The problem: Starting with the line that contains "You are given" and going on through the line that contains "box: [383, 375, 516, 435]", give those lines again with "rough mask" swapped for "coarse mask" and everything else left unchanged. Give only those lines.

━━ Available data

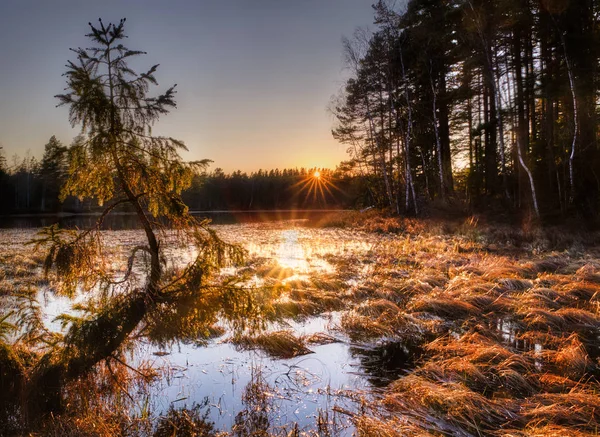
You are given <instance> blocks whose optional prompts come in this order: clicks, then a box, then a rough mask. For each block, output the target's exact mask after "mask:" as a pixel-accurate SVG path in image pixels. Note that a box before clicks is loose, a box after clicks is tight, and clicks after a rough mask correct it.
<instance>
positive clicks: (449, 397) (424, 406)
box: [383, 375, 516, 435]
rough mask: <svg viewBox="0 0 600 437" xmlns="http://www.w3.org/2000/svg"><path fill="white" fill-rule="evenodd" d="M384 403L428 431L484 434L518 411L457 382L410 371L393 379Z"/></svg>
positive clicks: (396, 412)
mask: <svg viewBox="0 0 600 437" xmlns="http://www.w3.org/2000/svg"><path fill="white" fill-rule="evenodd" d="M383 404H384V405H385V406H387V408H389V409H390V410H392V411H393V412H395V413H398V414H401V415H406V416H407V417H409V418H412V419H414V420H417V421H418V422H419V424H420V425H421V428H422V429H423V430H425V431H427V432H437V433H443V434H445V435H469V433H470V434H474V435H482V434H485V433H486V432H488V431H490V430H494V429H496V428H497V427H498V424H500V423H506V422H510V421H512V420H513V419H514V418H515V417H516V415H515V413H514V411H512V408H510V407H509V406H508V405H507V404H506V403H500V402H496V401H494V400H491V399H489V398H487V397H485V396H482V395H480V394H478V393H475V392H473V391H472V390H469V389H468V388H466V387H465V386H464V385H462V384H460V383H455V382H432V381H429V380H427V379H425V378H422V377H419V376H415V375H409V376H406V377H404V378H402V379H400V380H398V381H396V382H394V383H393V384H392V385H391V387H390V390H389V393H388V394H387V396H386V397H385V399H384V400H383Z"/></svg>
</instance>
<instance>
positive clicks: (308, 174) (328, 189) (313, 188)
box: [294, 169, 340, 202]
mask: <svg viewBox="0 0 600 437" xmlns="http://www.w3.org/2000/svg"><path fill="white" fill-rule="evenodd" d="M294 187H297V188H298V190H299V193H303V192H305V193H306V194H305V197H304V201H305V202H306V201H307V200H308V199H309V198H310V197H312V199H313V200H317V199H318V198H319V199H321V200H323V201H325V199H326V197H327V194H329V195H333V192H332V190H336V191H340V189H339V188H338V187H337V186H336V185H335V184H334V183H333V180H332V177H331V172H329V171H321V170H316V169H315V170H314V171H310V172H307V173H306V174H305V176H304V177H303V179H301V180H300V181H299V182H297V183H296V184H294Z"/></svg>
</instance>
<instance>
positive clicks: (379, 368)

━━━━
━━ Available data

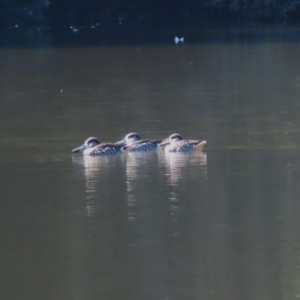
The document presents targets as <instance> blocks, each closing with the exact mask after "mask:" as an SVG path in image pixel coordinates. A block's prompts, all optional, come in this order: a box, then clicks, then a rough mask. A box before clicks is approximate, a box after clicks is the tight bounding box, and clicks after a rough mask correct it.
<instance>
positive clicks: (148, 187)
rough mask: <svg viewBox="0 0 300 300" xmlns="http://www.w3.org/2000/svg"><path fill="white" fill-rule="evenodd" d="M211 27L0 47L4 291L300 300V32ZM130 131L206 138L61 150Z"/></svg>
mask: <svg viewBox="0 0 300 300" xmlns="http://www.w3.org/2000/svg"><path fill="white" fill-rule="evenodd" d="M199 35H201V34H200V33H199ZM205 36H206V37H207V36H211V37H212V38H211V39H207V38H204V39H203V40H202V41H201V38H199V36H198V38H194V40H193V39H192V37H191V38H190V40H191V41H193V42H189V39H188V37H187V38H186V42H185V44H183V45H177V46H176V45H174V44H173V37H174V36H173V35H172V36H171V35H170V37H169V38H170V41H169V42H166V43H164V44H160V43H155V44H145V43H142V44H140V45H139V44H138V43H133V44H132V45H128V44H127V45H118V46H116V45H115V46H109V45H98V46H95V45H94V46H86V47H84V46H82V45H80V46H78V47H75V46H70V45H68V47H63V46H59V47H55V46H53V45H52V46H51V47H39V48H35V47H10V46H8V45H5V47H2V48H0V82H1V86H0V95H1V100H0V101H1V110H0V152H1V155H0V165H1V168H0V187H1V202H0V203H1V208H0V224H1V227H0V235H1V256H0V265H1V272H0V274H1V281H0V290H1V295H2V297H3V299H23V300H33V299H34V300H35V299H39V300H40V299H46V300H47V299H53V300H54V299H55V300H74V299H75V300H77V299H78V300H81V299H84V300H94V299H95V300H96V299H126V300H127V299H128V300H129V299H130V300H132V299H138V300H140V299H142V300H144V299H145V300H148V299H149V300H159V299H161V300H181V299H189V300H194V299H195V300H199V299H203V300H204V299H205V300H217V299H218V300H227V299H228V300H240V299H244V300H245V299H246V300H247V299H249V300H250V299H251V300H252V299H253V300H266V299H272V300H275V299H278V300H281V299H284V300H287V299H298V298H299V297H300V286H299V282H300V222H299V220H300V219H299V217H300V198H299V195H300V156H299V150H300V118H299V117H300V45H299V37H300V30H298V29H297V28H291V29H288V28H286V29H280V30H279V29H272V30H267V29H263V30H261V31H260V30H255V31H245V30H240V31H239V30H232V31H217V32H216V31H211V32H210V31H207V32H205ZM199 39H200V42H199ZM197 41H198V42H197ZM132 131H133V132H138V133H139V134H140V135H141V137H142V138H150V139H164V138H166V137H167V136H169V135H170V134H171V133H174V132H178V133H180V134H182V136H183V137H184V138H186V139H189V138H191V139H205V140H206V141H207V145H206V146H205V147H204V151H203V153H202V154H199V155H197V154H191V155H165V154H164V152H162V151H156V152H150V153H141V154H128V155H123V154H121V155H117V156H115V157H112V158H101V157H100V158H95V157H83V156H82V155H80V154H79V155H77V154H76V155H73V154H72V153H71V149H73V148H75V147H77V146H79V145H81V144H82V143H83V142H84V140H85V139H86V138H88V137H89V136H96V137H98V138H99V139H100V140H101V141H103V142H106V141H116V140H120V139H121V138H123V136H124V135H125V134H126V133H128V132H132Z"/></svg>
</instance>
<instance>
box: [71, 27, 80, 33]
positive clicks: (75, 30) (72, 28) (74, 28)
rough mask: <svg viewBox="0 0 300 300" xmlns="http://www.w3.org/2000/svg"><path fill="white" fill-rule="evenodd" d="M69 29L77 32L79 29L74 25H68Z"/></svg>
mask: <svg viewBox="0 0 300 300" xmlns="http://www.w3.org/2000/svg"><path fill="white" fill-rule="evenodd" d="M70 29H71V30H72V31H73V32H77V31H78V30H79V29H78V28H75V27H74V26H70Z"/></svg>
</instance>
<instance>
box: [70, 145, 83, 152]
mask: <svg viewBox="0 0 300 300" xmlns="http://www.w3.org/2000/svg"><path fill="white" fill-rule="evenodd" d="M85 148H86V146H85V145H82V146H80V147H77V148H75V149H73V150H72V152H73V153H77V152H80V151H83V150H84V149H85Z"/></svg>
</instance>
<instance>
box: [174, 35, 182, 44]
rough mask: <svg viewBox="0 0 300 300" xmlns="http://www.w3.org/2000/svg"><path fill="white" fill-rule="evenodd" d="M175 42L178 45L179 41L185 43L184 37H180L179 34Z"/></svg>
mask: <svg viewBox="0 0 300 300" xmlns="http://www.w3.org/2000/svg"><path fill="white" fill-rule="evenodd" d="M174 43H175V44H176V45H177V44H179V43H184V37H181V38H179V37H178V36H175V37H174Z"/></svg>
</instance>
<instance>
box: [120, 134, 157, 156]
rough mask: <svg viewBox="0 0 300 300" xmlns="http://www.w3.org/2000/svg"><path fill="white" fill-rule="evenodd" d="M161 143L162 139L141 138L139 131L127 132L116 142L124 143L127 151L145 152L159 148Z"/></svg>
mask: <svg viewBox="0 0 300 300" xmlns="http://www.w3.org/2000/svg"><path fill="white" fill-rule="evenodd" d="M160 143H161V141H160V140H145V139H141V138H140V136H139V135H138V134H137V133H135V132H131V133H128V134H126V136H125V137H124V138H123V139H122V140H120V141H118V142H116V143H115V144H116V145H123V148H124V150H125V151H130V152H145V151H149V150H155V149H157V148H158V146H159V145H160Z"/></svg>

━━━━
━━ Available data

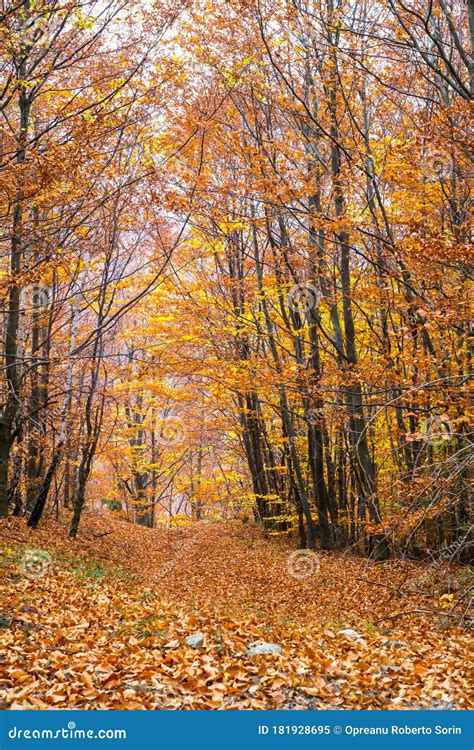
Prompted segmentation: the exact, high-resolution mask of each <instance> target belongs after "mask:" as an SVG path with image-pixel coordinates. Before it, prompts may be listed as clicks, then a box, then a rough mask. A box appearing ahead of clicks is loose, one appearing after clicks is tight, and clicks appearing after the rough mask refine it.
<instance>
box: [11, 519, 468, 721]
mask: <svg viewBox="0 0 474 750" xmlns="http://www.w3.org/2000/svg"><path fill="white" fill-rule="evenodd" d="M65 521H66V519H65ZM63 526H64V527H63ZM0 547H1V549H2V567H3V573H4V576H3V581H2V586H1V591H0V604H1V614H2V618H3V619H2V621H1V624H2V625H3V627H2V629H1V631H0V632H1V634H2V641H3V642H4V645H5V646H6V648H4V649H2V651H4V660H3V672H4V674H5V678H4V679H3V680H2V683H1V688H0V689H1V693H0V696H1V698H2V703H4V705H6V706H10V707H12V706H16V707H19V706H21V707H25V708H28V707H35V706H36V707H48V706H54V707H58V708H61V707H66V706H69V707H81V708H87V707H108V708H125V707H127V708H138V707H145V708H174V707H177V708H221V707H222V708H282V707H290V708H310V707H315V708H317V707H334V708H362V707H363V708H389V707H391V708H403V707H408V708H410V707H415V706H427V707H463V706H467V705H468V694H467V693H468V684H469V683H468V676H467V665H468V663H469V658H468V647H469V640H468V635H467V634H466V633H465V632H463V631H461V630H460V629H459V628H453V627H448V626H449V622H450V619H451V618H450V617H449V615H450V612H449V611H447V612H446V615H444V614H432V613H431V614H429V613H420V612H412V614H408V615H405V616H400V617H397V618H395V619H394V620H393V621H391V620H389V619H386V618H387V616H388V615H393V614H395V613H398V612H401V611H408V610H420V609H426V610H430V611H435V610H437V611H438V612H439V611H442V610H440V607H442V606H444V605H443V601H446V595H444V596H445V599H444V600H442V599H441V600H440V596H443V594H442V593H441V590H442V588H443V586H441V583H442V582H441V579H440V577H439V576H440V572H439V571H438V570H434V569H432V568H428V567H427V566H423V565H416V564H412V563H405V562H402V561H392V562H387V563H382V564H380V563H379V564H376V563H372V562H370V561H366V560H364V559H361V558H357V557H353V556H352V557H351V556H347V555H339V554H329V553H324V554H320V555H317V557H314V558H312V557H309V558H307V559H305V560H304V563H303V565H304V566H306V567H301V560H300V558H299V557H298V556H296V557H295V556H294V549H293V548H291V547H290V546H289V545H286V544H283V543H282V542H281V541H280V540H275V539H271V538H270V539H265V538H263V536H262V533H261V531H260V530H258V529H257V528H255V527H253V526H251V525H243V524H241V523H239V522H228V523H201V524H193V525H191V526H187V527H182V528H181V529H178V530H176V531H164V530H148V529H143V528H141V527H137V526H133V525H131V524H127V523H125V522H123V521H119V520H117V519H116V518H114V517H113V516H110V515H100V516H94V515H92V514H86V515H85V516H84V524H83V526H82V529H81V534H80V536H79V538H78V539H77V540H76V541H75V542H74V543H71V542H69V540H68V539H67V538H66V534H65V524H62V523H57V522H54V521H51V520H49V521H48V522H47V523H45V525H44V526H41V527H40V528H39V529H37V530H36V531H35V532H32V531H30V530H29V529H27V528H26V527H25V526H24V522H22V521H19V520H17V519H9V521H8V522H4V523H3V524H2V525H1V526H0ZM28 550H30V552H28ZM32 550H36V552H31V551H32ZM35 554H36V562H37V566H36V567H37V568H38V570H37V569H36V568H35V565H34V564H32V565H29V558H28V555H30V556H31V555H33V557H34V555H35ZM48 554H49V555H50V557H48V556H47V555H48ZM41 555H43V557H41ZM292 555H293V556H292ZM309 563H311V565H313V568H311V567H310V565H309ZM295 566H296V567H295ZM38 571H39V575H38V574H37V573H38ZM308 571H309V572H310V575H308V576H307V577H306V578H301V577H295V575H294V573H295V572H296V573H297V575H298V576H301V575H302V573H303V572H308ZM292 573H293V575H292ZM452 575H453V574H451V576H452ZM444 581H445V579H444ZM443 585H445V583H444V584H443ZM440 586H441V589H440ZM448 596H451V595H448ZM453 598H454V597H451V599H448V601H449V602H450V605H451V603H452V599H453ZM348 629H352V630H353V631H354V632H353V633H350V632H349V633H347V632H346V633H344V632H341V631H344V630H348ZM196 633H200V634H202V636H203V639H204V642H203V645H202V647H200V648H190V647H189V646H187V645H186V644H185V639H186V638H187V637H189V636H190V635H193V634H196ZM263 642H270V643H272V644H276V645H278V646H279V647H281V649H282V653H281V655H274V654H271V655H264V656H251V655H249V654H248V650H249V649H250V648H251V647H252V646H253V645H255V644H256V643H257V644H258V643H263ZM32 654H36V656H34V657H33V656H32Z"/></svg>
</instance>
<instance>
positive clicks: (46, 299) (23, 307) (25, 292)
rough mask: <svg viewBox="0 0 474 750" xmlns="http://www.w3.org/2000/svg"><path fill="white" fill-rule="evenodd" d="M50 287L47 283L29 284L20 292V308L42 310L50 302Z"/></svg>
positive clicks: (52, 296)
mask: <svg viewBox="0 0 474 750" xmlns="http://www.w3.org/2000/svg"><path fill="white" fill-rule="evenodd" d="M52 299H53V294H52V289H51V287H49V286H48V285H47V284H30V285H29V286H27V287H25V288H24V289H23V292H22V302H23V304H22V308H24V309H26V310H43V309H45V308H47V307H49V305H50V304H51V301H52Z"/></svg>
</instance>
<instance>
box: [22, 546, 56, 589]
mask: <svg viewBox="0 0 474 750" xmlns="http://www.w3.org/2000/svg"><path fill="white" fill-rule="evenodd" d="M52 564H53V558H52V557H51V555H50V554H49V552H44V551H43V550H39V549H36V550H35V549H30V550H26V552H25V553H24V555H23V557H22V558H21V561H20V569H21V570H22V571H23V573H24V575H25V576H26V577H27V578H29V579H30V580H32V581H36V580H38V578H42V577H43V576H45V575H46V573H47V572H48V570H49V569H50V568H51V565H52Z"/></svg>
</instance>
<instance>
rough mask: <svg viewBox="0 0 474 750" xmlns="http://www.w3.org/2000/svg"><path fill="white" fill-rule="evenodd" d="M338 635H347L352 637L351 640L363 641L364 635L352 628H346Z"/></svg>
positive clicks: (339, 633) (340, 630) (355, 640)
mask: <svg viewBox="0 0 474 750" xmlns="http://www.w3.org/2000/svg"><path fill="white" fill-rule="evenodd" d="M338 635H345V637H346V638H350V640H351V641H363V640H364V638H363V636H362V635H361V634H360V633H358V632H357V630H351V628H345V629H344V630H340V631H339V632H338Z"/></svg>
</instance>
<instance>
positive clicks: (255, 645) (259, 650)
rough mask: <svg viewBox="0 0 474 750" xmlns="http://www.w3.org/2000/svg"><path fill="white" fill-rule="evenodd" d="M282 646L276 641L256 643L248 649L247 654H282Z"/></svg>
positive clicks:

━━━━

Answer:
You are given <instance> blocks whose optional prompts come in this order: clicks, then a box, then a coarse mask. For each block, output the target's exact mask after "mask:" as a pixel-accurate SVG path in image pixels. Note that a box before clicks is loose, a box after clicks is tight, and clicks after a coarse mask correct it.
<instance>
positive clicks: (449, 397) (424, 406)
box: [383, 375, 516, 435]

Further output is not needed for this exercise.